> _Recorded data_:
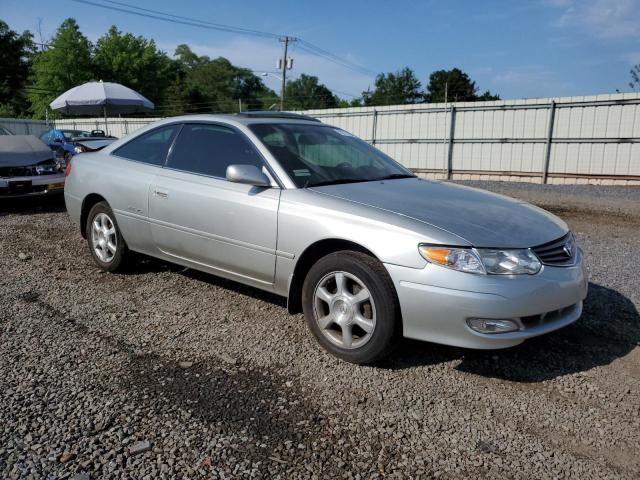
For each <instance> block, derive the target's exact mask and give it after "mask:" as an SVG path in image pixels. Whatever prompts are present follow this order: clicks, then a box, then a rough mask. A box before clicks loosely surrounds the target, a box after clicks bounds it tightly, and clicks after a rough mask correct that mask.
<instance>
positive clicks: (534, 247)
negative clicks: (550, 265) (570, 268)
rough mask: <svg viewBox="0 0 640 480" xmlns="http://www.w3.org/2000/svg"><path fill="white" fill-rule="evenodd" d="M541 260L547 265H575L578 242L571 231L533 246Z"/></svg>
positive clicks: (533, 250)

> _Problem_:
Output the entries above verbatim, leaving out images.

> _Answer to this exercise_:
For each <instance> block, derive the target's exact mask and give it after "mask:" as an SVG path in image pixels. Whatever prompts are present follow this order: clicks, then a box, then a rough mask. A box before clicks loosely surrounds the target, a box after clicks bounds it tightly, and clicks after a rough mask correct that mask.
<instance>
positive clicks: (534, 247)
negative clicks: (550, 265) (570, 268)
rough mask: <svg viewBox="0 0 640 480" xmlns="http://www.w3.org/2000/svg"><path fill="white" fill-rule="evenodd" d="M541 260L547 265H575L578 242L571 231L533 246Z"/></svg>
positive clicks: (533, 250)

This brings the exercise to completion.